What to work on:
1 > Answer these questions from the study of the bowls of God's wrath in Revelation 16.
(a) Into what division does the study say it will separate the bowl judgments?
(b) Into what did the second one pour out his bowl?
(c) According to the note on "loud," what does the Greek word mean?
2 > Reproduce the part of the Revelation 16 study between "8 And the fourth" and "call to repentance.", inclusive.

Supplied passage:
[Start of Attachment]

Monday, July 25, 2011

Revelation 16:1-9, The Bowls of God’s Wrath Part 1 (The Study of the Apocalypse)


The bowls usher in the last of God’s wrath on on unbelieving mankind. Like the trumpets, the first four are images of the ten plagues of Egypt.out in “rapid succession” as the first plague is still active at the time of the 5th plague (Pg. 292). The bowl judgements naturally separate into a 4/3 division. We will divide them into 4/2/1.

Chapter 16

     1 And I heard a loud1 voice from the temple2 saying to the seven angles, “Go and pour out the seven bowls of God’s wrath on the earth.
     2 And the first one4 departed and poured out his bowl on the earth,
and there became bad and evil sores5 on the people who had the mark6 of the wild beast and who worshipped his image.7
     3 And the second one8 poured out his bowl into the sea, and it became blood like the blood of a dead man9, and every living creature10 in the sea died11.12
     4 And the third one13 poured out his bowl into the rivers and the springs of water, and they became blood.14  5 I heard the angel of the waters15 saying,
     “You are righteous16, the One who is, and the One who was, the Holy One17,
          because you judged all things, 
     6 because they poured out the blood of the saints and prophets18,
          and blood has been given to them to drink, 
               they are worthy19 .”
     7 And I heard a voice from the alter20 saying21
     “Yes, Lord God, the Almighty,
          true and righteous are your judgements.” 
     8 And the fourth one22 poured out his bowl on the sun23 , and it was
to it to scorch the people with fire. 9 And the people were scorched by great heat and they blasphemed24 the name of God who has the authority over these plagues, but25 they did not repent to give him glory.

1 μεγάλης (loud) 

Greek: “great”.

2 In the previous chapter we see the temple opened. This time the opening of heaven does not bode well for the inhabitants below, for out come seven angels with seven plagues. This calls to mind again the seven spirits we saw earlier before God’s throne. No longer are they restrained by a forbearing God waiting for those to answer His call to repentance.

They had the plagues before one of the living creatures gave to them the bowls of God’s wrath. The judgment of God comes to fruition as foretold.

3 An allusion to Isaiah 66:6.

Isaiah 66:6 NIV 
     Hear that uproar from the city,
          hear that noise from the temple! 
     It is the sound of the LORD
          repaying his enemies all they deserve.

[End of Attachment]

(Saved entries)
[Start of Attachment]

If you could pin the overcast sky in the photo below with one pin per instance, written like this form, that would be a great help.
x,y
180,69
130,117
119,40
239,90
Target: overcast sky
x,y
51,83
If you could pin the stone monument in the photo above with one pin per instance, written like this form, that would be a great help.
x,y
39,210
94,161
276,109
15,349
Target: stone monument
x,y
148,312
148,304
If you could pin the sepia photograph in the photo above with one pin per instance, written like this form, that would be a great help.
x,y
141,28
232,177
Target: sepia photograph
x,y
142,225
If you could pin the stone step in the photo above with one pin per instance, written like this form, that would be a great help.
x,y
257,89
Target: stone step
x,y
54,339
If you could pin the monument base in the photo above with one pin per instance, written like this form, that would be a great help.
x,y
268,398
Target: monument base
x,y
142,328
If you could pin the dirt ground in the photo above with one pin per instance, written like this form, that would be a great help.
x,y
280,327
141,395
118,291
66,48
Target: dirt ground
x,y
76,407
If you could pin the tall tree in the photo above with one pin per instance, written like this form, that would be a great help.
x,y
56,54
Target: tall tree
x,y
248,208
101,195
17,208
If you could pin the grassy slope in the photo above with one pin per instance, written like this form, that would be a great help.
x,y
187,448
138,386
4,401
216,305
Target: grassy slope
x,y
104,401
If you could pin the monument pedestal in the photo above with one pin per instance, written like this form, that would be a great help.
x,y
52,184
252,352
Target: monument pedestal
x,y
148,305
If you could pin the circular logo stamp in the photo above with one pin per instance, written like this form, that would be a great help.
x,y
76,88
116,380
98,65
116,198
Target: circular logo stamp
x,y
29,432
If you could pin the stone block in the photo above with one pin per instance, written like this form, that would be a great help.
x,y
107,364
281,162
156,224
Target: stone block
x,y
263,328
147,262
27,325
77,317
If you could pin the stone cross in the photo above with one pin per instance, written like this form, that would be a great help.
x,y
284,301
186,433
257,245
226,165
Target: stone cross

[End of Attachment]

Completed exercise:
1 >
(a) 4/2/1
(b) The sea
(c) "Great"

2 >
8 And the fourth one22 poured out his bowl on the sun23 , and it was
to it to scorch the people with fire. 9 And the people were scorched by great heat and they blasphemed24 the name of God who has the authority over these plagues, but25 they did not repent to give him glory.

1 μεγάλης (loud) 

Greek: “great”.

2 In the previous chapter we see the temple opened. This time the opening of heaven does not bode well for the inhabitants below, for out come seven angels with seven plagues. This calls to mind again the seven spirits we saw earlier before God’s throne. No longer are they restrained by a forbearing God waiting for those to answer His call to repentance.